▶ Selected passage:

-- begin --

In the quantum computing arena, and others, hardware known as ‘accelerators’ are used to improve performance in the execution of workloads. The accelerators may provide a high level of performance, such as in terms of workload execution speed, relative to more conventional systems and devices. There are many QPU (quantum processing unit), GPU (graphics processing unit), and other accelerator service providers available, offering similar capabilities.

The type and number of accelerators needed to support the execution of a workload may vary from one workload to another. As a result, a developer may have to switch between accelerator services from time to time in order to support the changing needs. However, switching between accelerator services may be problematic.

For example, when a developer needs to swap between services, the developer typically must manually configure service endpoints and credentials, and may also have to configure security policies and service mesh configuration. Another concern is that developers have no unified way of orchestrating accelerator workloads across local hardware and remote services. Finally, developers are unable to dynamically scale the number of accelerators that a workload has available to it while the workload is running.

BRIEF DESCRIPTION OF THE DRAWINGS

In order to describe the manner in which at least some of the advantages and features of the invention may be obtained, a more particular description of embodiments of the invention will be rendered by reference to specific embodiments thereof which are illustrated in the appended drawings. Understanding that these drawings depict only typical embodiments of the invention and are not therefore to be considered to be limiting of its scope, embodiments of the invention will be described and explained with additional specificity and detail through the use of the accompanying drawings.

FIG. 1 discloses aspects of an example architecture according to some embodiments.

FIG. 2 discloses aspects of an example method according to some embodiments.

FIG. 3 discloses an example computing entity operable to perform any of the claimed methods, processes, and operations.

DETAILED DESCRIPTION OF SOME EXAMPLE EMBODIMENTS

Embodiments of the present invention generally relate to quantum computing systems. More particularly, at least some embodiments of the invention relate to systems, hardware, software, computer-readable media, and methods for the implementation and use of a quantum accelerator service catalog and broker.

-- end --

▶ Challenges:
**A.** In the passage on accelerator services, what must a developer typically configure manually when swapping between services?
**B.** Extend the passage on accelerator services, continuing from its final sentence.

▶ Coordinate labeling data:
-- begin --

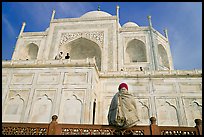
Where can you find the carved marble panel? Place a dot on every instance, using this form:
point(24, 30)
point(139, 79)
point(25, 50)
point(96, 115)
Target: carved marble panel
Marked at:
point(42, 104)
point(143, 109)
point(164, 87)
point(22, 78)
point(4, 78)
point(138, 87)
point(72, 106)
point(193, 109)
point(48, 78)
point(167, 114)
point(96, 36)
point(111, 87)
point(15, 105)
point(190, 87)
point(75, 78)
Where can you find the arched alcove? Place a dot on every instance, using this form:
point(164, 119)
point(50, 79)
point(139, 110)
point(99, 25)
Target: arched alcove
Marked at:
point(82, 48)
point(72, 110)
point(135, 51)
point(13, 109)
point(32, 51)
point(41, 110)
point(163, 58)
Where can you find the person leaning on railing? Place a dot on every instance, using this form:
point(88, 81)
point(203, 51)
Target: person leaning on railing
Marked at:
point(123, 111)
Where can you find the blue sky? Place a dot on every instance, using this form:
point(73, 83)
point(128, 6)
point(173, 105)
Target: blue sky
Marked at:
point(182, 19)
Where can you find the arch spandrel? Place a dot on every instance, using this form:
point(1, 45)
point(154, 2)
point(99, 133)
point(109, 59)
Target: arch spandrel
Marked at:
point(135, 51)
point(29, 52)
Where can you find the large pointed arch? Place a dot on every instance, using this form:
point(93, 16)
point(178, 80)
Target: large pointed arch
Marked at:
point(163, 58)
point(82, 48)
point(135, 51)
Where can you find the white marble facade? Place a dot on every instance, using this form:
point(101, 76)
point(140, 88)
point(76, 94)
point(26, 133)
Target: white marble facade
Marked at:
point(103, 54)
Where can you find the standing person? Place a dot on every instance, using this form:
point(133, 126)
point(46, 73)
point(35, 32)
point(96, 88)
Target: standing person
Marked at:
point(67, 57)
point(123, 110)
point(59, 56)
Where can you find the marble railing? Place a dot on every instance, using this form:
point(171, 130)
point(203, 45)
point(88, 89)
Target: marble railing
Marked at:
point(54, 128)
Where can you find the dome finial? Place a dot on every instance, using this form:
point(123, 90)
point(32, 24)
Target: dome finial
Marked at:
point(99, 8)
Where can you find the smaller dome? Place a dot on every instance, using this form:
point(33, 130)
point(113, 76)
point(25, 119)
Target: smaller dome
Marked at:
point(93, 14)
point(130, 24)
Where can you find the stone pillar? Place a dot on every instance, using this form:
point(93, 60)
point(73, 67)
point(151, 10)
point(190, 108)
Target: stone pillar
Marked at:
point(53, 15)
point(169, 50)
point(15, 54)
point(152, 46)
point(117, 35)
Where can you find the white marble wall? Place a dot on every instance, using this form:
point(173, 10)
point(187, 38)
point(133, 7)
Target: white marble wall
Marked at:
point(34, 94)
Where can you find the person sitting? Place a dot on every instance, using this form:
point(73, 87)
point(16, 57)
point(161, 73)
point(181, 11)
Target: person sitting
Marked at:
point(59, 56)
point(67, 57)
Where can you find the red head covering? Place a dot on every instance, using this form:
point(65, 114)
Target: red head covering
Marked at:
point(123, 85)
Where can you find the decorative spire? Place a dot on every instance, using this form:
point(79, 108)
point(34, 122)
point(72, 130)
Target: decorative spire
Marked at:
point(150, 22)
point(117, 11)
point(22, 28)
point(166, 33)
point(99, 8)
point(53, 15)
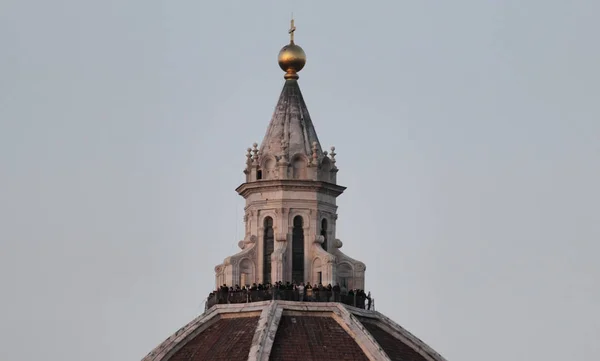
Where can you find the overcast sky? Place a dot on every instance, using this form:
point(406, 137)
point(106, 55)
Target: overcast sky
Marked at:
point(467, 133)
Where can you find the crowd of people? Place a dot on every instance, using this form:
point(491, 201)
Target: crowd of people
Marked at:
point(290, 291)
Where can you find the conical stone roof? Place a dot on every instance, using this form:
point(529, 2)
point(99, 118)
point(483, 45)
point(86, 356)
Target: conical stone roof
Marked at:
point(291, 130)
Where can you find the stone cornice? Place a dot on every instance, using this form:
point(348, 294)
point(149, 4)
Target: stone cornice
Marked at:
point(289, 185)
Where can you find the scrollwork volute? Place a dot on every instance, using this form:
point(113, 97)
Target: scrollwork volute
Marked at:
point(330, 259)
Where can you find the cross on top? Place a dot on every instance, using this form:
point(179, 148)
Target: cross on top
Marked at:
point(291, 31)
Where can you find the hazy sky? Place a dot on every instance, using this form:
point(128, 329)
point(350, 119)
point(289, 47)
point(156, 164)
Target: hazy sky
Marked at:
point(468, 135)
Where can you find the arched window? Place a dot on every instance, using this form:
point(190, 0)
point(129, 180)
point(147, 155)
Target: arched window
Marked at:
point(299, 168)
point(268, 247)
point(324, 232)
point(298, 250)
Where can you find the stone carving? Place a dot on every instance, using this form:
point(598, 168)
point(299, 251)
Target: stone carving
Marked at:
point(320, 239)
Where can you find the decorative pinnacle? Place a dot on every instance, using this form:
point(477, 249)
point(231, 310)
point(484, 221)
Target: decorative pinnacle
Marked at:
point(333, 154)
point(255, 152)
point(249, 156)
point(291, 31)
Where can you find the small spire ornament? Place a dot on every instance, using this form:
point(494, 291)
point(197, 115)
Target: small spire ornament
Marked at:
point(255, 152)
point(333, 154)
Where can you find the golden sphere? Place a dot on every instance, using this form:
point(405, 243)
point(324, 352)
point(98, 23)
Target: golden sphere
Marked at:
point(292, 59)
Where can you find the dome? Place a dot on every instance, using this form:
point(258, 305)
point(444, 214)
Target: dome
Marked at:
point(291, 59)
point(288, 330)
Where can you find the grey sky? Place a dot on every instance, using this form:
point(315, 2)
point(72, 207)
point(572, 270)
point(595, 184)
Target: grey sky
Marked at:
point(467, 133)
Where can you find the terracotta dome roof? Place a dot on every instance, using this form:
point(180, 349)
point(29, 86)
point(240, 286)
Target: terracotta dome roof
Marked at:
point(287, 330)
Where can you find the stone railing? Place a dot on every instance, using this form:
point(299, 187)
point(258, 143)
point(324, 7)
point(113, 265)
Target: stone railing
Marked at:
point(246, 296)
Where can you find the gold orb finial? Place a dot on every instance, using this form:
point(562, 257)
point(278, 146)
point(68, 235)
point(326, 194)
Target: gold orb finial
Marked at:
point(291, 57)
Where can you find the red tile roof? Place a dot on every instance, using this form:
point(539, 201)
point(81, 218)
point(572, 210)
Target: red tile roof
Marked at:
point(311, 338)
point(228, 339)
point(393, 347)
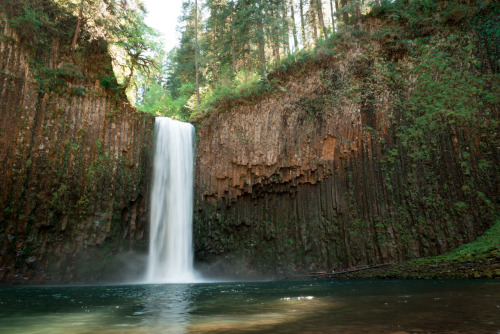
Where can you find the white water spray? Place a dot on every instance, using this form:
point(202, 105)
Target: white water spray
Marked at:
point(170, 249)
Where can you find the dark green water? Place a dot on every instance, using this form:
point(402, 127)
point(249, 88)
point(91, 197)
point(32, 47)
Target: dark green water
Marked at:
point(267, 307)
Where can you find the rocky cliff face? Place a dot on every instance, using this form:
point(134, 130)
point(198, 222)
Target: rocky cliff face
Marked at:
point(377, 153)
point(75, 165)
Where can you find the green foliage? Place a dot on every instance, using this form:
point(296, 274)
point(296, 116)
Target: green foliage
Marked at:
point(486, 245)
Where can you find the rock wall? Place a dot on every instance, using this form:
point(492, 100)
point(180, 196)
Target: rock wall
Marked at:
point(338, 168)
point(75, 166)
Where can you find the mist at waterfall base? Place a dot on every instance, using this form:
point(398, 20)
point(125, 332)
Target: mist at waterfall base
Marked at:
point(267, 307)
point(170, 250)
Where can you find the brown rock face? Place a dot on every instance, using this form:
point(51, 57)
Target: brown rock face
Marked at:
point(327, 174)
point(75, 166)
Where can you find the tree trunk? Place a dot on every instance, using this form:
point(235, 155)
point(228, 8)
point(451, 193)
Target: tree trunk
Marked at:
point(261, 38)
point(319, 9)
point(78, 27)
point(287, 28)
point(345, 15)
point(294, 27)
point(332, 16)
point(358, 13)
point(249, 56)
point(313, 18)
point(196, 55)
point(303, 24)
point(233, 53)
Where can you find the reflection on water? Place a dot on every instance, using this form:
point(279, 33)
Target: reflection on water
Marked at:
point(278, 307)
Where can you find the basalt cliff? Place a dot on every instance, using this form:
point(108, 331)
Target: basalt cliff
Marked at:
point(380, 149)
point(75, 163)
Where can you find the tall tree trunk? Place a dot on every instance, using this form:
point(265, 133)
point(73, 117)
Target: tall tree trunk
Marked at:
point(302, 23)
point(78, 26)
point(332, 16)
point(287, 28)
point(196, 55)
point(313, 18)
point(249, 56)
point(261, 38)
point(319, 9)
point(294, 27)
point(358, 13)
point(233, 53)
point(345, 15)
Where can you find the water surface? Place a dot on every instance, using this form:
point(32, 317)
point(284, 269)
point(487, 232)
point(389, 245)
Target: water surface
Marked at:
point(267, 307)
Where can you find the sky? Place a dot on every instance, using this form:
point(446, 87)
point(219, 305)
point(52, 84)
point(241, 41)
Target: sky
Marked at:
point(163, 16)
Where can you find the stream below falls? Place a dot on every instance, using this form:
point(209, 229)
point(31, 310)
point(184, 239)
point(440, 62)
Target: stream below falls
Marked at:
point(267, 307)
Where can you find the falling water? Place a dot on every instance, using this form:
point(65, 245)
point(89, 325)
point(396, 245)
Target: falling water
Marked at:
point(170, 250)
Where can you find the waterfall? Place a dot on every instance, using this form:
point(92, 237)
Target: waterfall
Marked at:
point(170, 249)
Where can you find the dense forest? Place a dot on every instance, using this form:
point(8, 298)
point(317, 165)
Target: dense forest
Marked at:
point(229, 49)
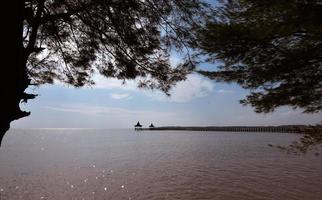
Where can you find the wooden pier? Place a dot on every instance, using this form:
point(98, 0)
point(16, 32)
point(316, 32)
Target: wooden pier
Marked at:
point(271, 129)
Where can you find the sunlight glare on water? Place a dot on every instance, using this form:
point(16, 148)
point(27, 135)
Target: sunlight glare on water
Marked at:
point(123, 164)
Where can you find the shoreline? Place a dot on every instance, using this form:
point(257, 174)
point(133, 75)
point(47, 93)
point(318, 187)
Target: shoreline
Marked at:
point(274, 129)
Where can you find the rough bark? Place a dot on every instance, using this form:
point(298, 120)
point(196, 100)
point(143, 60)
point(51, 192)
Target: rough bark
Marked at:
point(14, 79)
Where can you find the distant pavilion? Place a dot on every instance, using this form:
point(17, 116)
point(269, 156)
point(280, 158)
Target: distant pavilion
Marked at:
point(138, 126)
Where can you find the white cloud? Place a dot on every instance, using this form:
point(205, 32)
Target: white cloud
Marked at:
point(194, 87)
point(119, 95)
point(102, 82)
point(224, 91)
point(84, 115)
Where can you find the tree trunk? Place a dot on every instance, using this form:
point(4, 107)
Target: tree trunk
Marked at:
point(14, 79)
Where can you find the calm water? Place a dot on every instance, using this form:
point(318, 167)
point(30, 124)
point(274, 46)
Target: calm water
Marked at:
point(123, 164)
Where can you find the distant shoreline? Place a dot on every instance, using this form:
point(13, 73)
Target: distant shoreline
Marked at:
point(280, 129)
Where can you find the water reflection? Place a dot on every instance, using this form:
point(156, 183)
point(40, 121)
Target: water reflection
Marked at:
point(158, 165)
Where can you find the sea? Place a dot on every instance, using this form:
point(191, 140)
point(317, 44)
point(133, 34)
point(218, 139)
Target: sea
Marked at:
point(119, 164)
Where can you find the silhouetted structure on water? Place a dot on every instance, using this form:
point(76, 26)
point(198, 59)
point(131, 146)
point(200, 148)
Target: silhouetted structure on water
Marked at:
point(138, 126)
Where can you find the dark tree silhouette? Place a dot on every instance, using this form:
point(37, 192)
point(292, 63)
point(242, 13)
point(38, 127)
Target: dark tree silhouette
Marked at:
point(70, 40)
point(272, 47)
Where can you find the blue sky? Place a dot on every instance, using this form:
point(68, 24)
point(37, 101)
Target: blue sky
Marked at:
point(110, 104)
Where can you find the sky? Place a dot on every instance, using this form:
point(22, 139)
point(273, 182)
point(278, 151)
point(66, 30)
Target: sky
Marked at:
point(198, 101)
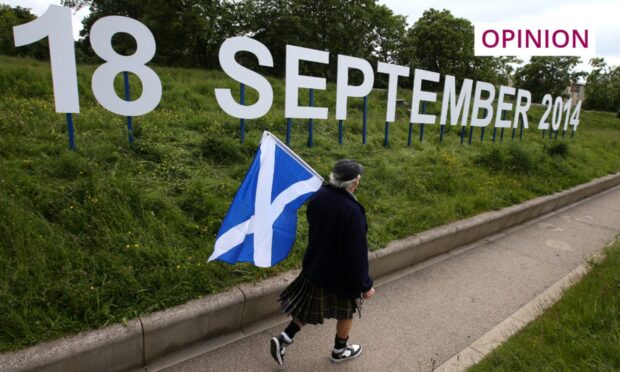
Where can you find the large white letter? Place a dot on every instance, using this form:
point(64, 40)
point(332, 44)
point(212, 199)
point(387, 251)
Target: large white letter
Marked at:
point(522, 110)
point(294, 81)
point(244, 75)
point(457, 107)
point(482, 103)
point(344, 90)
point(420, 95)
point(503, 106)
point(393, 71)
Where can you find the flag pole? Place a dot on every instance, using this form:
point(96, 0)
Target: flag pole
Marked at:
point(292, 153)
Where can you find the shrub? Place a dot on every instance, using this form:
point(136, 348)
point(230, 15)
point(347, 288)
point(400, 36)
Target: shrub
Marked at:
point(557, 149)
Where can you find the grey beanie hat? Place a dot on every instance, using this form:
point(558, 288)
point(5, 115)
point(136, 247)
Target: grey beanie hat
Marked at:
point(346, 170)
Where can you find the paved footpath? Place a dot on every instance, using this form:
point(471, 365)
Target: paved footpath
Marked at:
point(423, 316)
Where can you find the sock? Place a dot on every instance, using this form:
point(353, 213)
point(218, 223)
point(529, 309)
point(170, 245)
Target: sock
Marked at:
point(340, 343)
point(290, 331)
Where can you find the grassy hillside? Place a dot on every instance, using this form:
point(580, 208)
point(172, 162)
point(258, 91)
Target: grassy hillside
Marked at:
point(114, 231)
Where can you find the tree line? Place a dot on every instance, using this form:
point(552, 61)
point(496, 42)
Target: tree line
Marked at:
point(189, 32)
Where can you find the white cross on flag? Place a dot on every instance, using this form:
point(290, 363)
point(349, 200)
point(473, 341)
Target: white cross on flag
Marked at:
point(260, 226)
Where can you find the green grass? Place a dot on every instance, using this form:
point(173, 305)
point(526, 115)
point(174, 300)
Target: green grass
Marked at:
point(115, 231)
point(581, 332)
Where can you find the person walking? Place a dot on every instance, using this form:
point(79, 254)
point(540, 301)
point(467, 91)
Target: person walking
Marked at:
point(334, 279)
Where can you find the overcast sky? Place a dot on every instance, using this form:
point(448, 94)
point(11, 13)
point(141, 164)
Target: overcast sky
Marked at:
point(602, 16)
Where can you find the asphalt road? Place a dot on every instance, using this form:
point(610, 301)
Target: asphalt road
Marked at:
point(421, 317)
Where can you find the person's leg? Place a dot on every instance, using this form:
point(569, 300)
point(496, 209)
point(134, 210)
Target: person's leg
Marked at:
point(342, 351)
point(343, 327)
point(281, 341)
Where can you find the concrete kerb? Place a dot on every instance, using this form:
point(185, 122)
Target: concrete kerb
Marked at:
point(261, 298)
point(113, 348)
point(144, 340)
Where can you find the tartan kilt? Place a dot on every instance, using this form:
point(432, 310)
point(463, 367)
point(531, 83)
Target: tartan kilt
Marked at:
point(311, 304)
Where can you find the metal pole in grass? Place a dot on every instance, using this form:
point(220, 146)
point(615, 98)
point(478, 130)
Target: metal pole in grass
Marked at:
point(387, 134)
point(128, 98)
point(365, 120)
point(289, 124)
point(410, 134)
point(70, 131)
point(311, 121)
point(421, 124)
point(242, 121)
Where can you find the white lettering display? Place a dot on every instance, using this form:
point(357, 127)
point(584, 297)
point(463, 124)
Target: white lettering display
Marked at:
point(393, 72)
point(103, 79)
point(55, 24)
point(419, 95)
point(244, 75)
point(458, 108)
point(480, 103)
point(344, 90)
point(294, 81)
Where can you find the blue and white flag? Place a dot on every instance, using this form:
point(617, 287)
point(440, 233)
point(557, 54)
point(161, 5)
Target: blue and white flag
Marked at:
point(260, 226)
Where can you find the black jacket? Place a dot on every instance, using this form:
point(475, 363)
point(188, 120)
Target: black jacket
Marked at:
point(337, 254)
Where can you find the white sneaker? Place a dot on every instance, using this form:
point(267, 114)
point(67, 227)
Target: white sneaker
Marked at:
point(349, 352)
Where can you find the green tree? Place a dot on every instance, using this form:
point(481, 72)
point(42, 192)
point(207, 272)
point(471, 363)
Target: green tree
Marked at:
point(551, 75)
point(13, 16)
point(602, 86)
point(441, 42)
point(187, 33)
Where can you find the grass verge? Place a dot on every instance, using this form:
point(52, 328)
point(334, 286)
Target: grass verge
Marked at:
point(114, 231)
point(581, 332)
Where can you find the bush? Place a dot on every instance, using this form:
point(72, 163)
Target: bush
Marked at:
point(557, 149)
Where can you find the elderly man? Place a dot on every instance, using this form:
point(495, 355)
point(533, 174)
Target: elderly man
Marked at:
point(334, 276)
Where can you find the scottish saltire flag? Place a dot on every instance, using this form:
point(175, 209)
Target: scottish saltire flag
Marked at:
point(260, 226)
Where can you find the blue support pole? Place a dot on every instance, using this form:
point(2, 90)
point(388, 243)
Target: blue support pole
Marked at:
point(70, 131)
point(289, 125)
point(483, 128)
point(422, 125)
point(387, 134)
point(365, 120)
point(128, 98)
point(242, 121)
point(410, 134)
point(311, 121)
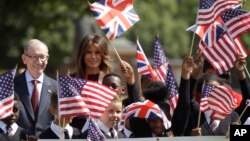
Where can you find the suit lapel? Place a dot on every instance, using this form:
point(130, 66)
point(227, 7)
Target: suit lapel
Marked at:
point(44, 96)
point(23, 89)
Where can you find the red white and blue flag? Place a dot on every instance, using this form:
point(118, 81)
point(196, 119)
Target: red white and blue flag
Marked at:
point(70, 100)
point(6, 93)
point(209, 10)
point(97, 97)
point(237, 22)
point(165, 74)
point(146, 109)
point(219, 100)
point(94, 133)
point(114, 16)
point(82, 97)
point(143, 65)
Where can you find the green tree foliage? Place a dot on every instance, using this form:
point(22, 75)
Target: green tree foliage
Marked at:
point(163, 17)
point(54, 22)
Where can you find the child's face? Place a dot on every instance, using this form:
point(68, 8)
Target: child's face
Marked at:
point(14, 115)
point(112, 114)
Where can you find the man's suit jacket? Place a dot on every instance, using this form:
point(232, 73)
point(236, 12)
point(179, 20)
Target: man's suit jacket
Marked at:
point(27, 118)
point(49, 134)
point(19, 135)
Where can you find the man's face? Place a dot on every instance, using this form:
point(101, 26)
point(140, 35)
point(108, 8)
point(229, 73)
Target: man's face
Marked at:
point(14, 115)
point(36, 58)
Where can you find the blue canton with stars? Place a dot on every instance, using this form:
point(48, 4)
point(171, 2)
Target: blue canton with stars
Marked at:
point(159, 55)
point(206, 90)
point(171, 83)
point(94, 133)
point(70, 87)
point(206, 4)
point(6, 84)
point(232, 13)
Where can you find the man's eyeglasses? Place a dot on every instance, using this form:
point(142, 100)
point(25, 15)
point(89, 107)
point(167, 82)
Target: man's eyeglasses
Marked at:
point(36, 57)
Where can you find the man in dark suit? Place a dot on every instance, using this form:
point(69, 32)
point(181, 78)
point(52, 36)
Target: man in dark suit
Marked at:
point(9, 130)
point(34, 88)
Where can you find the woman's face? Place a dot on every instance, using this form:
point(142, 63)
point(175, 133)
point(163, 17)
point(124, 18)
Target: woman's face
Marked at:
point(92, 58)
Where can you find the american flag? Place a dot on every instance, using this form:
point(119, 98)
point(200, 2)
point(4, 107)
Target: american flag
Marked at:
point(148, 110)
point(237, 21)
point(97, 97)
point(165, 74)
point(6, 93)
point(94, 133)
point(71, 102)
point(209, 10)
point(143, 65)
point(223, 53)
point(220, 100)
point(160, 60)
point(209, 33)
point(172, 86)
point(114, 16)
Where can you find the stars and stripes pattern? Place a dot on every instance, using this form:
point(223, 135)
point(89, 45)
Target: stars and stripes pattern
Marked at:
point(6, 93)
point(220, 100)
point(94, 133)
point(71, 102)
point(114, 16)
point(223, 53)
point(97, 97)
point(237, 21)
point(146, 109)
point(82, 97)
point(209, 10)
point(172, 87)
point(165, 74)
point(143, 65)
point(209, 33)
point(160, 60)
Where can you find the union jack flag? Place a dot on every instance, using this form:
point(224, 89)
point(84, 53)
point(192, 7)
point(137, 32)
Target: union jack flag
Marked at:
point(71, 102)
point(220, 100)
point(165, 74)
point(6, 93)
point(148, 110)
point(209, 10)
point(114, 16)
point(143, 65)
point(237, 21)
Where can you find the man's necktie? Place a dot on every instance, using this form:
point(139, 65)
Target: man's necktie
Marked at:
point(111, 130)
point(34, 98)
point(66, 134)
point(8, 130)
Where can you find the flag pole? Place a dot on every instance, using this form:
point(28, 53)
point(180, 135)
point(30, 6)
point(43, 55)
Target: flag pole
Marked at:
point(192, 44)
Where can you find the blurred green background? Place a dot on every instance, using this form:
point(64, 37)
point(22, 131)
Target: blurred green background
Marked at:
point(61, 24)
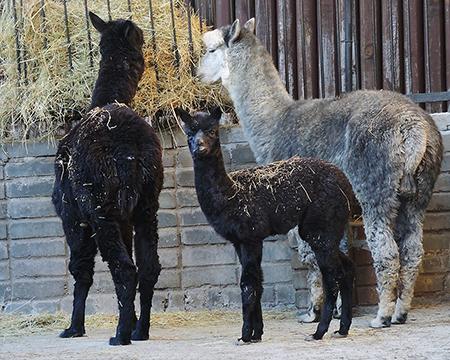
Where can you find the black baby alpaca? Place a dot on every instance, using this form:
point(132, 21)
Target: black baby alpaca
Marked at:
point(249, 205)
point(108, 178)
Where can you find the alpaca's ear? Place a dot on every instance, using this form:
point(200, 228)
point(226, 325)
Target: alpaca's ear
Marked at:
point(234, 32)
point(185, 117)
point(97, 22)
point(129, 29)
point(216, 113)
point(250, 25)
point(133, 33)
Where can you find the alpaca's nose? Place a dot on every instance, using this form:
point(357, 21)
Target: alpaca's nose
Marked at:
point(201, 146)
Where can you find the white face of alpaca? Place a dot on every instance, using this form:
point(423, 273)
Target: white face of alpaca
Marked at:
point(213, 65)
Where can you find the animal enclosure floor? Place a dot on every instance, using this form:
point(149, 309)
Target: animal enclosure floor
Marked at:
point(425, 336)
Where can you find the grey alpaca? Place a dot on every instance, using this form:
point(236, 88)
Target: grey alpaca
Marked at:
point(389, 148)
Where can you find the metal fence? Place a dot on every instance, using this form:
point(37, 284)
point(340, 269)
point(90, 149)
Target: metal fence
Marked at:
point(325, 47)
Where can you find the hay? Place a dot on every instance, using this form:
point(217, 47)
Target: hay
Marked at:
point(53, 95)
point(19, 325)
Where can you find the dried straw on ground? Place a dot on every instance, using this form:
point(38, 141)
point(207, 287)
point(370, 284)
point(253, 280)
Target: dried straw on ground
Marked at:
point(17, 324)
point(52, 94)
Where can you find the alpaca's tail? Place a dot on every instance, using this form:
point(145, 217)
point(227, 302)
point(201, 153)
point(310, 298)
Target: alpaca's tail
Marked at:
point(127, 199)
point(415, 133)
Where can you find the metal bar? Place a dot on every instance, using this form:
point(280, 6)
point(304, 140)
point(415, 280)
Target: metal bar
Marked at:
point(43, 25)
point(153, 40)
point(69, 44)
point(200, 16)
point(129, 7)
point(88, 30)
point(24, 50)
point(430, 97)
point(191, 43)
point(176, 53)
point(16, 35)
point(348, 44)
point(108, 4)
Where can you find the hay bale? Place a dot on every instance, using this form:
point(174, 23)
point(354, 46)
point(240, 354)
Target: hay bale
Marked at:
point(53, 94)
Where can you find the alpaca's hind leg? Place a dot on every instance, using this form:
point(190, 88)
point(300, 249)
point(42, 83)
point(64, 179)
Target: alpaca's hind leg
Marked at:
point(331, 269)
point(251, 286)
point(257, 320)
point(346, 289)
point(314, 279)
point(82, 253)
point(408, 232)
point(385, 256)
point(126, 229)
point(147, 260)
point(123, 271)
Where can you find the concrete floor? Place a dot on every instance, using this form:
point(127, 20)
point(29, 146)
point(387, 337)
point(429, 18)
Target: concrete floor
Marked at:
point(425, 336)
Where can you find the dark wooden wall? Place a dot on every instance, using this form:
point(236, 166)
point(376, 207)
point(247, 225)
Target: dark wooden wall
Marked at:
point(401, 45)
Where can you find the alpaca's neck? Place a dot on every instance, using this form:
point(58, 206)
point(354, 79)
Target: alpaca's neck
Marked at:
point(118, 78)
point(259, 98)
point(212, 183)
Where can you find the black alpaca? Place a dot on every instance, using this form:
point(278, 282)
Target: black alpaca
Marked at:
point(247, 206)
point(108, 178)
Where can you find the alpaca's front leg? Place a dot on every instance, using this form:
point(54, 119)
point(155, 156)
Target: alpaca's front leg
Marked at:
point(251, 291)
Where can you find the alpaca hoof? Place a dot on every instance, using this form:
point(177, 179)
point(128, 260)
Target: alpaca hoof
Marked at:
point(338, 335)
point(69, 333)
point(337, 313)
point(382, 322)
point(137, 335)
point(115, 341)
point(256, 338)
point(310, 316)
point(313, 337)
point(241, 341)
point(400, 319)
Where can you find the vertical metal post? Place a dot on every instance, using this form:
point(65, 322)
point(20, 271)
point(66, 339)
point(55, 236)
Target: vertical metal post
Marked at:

-- end --

▶ Outputs in order:
**A.** Service endpoints and credentials.

**B.**
In general, at least some example embodiments of the invention may be directed to the creation and use of a service catalog and broker for various accelerators, examples of which include GPUs and QPUs. Particularly, example embodiments of the invention may enable a developer to select a specific set of accelerators from an available listing and then create and provide credentials for the accelerator services that are provided. The service catalog may also, in some circumstances, provision instances of those services for use by the developer workload via an API provided by the service listing.

This API may connect to an accelerator management process running in the same environment as the developer workload. This environment may be, for example, a CaaS (Container as a Service) environment, or a single server, or any other suitable environment. The accelerator management process may orchestrate the creation of job-specific processes that use an accelerator. These processes may run code that utilizes one kind of accelerator and handle the communication of inputs and outputs between the workload process and an accelerator. The management process may make decisions about which service or locally-attached accelerator to use in each of these processes. In this way the developer workload may be able to dynamically launch multiple accelerator jobs on different kinds of accelerators without directly managing those resources.

Embodiments of the invention, such as the examples disclosed herein, may be beneficial in a variety of respects. For example, and as will be apparent from the present disclosure, one or more embodiments of the invention may provide one or more advantageous and unexpected effects, in any combination, some examples of which are set forth below. It should be noted that such effects are neither intended, nor should be construed, to limit the scope of the claimed invention in any way. It should further be noted that nothing herein should be construed as constituting an essential or indispensable element of any invention or embodiment. Rather, various aspects of the disclosed embodiments may be combined in a variety of ways so as to define yet further embodiments. Such further embodiments are considered as being within the scope of this disclosure. As well, none of the embodiments embraced within the scope of this disclosure should be construed as resolving, or being limited to the resolution of, any particular problem(s). Nor should any such embodiments be construed to implement, or be limited to implementation of, any particular technical effect(s) or solution(s). Finally, it is not required that any embodiment implement any of the advantageous and unexpected effects disclosed herein.

In particular, an embodiment may reduce, or eliminate, the need for manual configuration of service endpoints and credentials. An embodiment may be able to be implemented into a CaaS environment. An embodiment may provide accelerator service abstraction to avoid any need for a workload to have awareness of the underlying accelerators used by the workload. An embodiment may implement dynamic scaling of accelerators used in the performance of a workload, while the workload is running. Various other advantages of example embodiments will be apparent from this disclosure.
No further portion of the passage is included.